Aim 1:
Write out the passage from the fast food bill article word for word, starting with "In one major" and going on through "swaying some colleagues.".

Excerpted text:
The bill would give labor advocates a long-elusive bargaining foothold in a low-wage industry that employs more than half a million non-unionized workers statewide.
Pushed by the Service Employees International Union and fiercely opposed by business groups, the FAST Recovery Act barely passed the state Senate with the minimum number of votes. The vote was just as narrow in the Assembly hours later. Several Democrats abstained; after it passed six switched their votes to support it.
If Newsom signs AB 257, a council would be able to set standards across the fast food industry on wages and workplace conditions such as safety measures and even the temperature of a restaurant. Labor advocates say the bill would give workers bargaining power in an industry where union representation is difficult to achieve because of high staff turnover and franchise ownership.
Lawmakers pared back the bill significantly to push it toward final passage after several moderate Democratic Legislators balked at earlier proposals to give the new council sweeping regulatory authority over the industry. Lawmakers added a bevy of amendments last week to address the concerns of business owners.
In one major concession, lawmakers stripped out a provision that would have held fast food corporations jointly responsible for wage and labor violations at franchise locations. The bill’s sponsor, Democratic Assemblymember Chris Holden of Pasadena, said that was a “significant piece” in swaying some colleagues.
California in recent years has been extending this kind of labor law liability in other industries — from janitorial and gardening contractors to the building owners and firms that hire them, for example — as part of its efforts to combat wage theft. But fast food franchise corporations have long avoided that responsibility in federal and state labor law.
Even without that provision, labor leaders were calling the bill a victory. SEIU president Mary Kay Henry said at a rally outside the Capitol that the bill was a “watershed moment for working people.”
Of particular significance: including workers on the council alongside industry representatives, said Columbia University labor law expert Kate Andrias.
“Upending our state’s existing lawmaking structure and regulatory platform is no way to help workers.”
— Jot Condie, California Restaurant Association president
The United States and California have used boards for other industries before to set minimum wages, particularly during the first half of the 20th century. But, Andrias said, the fast food bill is “a more expansive and ambitious variation” of those past efforts by having workers sit directly on the council and covering a wider range of working conditions.

Data listing:
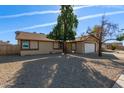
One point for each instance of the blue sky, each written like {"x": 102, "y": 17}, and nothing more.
{"x": 42, "y": 18}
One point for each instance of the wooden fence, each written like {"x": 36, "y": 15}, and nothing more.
{"x": 9, "y": 50}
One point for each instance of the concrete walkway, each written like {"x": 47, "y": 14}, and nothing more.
{"x": 120, "y": 82}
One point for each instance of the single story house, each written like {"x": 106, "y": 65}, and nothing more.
{"x": 86, "y": 44}
{"x": 35, "y": 43}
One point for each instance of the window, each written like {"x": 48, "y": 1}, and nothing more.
{"x": 25, "y": 45}
{"x": 57, "y": 45}
{"x": 33, "y": 44}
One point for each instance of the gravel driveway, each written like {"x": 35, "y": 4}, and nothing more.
{"x": 60, "y": 71}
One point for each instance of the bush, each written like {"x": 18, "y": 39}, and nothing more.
{"x": 113, "y": 47}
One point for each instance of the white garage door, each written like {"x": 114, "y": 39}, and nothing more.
{"x": 89, "y": 48}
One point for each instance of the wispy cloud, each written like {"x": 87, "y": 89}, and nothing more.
{"x": 80, "y": 7}
{"x": 39, "y": 12}
{"x": 99, "y": 15}
{"x": 53, "y": 23}
{"x": 30, "y": 14}
{"x": 38, "y": 26}
{"x": 30, "y": 27}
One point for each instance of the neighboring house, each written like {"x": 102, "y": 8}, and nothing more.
{"x": 34, "y": 43}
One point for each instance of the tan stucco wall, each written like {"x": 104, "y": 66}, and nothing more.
{"x": 44, "y": 48}
{"x": 79, "y": 47}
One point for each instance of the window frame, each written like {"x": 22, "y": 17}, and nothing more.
{"x": 59, "y": 45}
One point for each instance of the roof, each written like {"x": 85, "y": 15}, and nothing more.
{"x": 84, "y": 38}
{"x": 31, "y": 36}
{"x": 4, "y": 43}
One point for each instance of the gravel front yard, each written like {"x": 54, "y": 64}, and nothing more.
{"x": 60, "y": 71}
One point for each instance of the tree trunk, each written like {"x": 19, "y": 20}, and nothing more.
{"x": 100, "y": 49}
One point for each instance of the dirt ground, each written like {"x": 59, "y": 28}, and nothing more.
{"x": 61, "y": 71}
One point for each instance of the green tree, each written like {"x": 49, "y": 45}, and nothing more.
{"x": 65, "y": 29}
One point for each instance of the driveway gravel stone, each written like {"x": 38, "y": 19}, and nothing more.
{"x": 60, "y": 71}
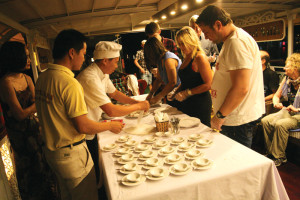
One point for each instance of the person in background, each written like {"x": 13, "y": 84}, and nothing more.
{"x": 168, "y": 64}
{"x": 139, "y": 61}
{"x": 276, "y": 126}
{"x": 210, "y": 48}
{"x": 62, "y": 113}
{"x": 195, "y": 75}
{"x": 271, "y": 78}
{"x": 35, "y": 179}
{"x": 237, "y": 88}
{"x": 153, "y": 30}
{"x": 99, "y": 89}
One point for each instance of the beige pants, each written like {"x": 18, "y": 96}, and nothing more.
{"x": 74, "y": 170}
{"x": 276, "y": 133}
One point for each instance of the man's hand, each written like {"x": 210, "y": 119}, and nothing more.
{"x": 216, "y": 123}
{"x": 116, "y": 127}
{"x": 181, "y": 96}
{"x": 278, "y": 105}
{"x": 144, "y": 105}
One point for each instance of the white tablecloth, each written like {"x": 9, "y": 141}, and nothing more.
{"x": 237, "y": 173}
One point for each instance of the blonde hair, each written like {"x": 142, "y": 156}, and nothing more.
{"x": 294, "y": 61}
{"x": 189, "y": 38}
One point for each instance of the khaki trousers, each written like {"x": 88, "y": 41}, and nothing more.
{"x": 276, "y": 133}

Aim 2:
Repeat the lines of the records exactly, starting with the line with "One point for each instance of the man's" and going on through the end of the records.

Finished answer 1:
In one major concession, lawmakers stripped out a provision that would have held fast food corporations jointly responsible for wage and labor violations at franchise locations. The bill’s sponsor, Democratic Assemblymember Chris Holden of Pasadena, said that was a “significant piece” in swaying some colleagues.

Finished answer 2:
One point for each instance of the man's hand, each written like {"x": 210, "y": 119}, and nothing more.
{"x": 216, "y": 123}
{"x": 116, "y": 127}
{"x": 181, "y": 96}
{"x": 278, "y": 105}
{"x": 144, "y": 105}
One point for each instance of the white tablecloth, each written like {"x": 9, "y": 141}, and nothing more.
{"x": 237, "y": 173}
One point for each instance of the blonde hair, each written like {"x": 142, "y": 156}, and nothing more.
{"x": 294, "y": 61}
{"x": 189, "y": 38}
One point for each instance of the khaki trousers, each written like {"x": 88, "y": 41}, and nothing more.
{"x": 276, "y": 133}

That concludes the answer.